(Stored data entries)
....

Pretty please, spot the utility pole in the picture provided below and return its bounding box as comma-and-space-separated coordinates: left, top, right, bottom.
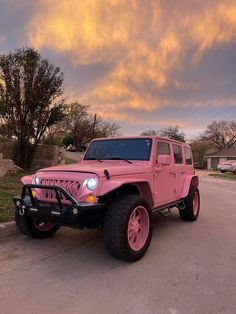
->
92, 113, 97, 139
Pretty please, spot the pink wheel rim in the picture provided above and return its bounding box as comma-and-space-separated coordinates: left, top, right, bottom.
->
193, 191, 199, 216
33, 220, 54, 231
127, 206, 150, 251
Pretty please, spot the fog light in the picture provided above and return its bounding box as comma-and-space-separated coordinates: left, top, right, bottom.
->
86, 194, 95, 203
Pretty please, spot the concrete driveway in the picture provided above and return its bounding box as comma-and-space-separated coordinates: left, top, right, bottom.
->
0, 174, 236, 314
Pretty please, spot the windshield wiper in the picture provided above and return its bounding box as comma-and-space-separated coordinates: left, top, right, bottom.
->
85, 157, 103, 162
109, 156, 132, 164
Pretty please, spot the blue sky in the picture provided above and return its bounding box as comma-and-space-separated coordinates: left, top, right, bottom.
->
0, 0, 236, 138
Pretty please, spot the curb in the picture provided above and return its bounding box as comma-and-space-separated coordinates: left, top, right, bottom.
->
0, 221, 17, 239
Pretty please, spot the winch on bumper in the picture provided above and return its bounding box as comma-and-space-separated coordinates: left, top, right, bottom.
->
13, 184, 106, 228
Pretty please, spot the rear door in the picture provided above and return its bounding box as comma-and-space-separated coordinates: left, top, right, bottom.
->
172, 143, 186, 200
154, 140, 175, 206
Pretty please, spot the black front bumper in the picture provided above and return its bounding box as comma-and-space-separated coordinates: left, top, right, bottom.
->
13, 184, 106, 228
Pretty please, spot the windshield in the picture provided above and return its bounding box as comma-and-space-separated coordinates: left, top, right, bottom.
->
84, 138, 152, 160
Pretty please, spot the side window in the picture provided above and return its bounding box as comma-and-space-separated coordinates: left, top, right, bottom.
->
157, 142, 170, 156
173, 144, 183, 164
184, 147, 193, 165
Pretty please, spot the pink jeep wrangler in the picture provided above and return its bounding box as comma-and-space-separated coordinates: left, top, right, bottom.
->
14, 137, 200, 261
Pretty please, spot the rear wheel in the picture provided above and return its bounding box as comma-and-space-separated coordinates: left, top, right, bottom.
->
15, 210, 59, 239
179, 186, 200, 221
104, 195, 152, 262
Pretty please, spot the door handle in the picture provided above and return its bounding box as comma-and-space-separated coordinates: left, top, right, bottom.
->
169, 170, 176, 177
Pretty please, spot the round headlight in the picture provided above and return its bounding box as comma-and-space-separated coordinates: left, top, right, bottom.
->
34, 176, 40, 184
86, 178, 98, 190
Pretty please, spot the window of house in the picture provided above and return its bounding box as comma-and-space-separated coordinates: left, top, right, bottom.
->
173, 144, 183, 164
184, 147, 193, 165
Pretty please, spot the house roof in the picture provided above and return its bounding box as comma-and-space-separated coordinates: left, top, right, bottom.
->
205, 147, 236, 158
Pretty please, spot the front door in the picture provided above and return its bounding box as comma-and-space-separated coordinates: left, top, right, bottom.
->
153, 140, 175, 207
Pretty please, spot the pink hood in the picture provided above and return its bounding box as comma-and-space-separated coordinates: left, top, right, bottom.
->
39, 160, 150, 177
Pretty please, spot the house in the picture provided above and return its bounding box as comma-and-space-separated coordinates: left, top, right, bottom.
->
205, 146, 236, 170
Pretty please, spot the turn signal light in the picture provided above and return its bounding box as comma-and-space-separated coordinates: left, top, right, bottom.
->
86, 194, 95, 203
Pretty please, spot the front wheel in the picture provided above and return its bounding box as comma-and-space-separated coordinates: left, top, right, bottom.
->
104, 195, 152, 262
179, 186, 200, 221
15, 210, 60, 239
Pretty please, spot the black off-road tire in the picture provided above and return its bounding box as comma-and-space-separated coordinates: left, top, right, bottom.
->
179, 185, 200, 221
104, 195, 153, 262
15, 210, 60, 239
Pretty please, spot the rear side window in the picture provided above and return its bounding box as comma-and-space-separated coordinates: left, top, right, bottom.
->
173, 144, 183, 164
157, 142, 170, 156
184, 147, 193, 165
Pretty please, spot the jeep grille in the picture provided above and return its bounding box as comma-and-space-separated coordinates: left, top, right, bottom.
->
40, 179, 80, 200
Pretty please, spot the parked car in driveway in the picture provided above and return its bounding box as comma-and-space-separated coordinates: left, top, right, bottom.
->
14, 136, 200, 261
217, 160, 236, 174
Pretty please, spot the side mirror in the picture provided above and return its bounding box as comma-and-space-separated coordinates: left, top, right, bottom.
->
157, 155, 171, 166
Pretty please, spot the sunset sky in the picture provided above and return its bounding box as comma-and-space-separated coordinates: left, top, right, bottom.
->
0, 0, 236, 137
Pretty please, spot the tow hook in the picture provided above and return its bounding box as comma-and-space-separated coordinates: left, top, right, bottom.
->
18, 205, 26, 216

....

Copy everything from the line containing "Pretty please, spot the black off-road" down to the line containing "157, 155, 171, 166", swapping "spot" for "locate" and leaving all else in those rows the same.

* _OUTPUT BELOW_
Pretty please, locate the black off-road tire in the picture provided above and return its bounding box as comma-and-space-separated coordinates: left, top, right, bottom.
->
179, 185, 200, 221
104, 195, 153, 262
15, 210, 60, 239
Pretty please, locate the rear side window in the picture provided above and return its bounding box as comma-and-space-separated coordinates: left, top, right, bottom.
->
173, 144, 183, 164
157, 142, 170, 156
184, 147, 193, 165
Pretty please, locate the jeep grille in the picture provided above and return its bounding box as comma-and-space-separated coordinates: left, top, right, bottom.
->
40, 179, 80, 200
Pretty please, locate the parked car in driveway in the picture provided above and return its bounding box as comma-and-space-separated coordinates: left, top, right, bottom.
->
14, 136, 200, 261
217, 160, 236, 174
Pretty please, locate the side mirror in the picture provided above and return its bounding box as comma-and-space-separated coordinates: left, top, right, bottom.
->
157, 155, 171, 166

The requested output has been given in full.